## To do:
Please swap "scouting board" for "tracking sheet" in the entries, starting with the line that contains "of the person's" and going on through the end of the entries. Give back only those lines, with everything else left as it is.

## Available data:
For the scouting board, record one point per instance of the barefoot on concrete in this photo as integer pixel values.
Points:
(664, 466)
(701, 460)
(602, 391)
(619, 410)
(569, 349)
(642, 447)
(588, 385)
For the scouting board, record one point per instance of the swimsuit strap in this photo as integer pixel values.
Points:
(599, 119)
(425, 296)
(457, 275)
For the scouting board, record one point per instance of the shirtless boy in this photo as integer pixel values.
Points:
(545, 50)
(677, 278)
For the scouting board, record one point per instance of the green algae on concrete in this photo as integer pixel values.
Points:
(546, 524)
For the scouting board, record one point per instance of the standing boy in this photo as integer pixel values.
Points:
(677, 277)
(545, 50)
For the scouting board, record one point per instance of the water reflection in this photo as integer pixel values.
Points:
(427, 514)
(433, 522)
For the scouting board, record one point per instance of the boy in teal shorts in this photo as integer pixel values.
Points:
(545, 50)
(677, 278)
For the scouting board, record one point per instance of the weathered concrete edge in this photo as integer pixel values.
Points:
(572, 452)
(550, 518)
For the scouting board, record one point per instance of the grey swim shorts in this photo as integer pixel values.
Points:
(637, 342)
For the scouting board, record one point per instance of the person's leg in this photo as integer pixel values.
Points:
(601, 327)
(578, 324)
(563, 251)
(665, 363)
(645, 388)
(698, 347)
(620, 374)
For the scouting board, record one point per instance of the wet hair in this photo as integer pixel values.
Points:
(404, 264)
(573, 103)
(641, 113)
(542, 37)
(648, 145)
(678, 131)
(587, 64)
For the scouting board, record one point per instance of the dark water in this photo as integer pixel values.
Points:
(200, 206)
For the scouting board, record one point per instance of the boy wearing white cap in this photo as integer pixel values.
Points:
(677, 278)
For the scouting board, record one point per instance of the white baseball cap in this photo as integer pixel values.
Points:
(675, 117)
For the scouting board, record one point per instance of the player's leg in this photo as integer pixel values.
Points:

## Complete response:
For the tracking sheet, record one point per instance of the person's leg in this photo as integer pixel values.
Points:
(601, 327)
(578, 324)
(563, 251)
(665, 363)
(645, 388)
(698, 347)
(620, 374)
For the tracking sheet, record one point per instance of the wet hair in this photo as integer pixel values.
Points:
(404, 264)
(573, 103)
(641, 113)
(542, 37)
(648, 145)
(678, 131)
(587, 64)
For the tracking sheet, record one point per instance of the dark water in this photo as integer pixel values.
Points:
(200, 206)
For the tracking sheet, record one point per instance of the boy wearing white cap in this photo as integer pixel values.
Points:
(677, 278)
For the tracking sheet, record one point per instance of the white baseball cap in this photo as integer pixel values.
Points:
(675, 117)
For the tracking sheet, record one point per instance of the player's leg in this photo as integer pixel values.
Points:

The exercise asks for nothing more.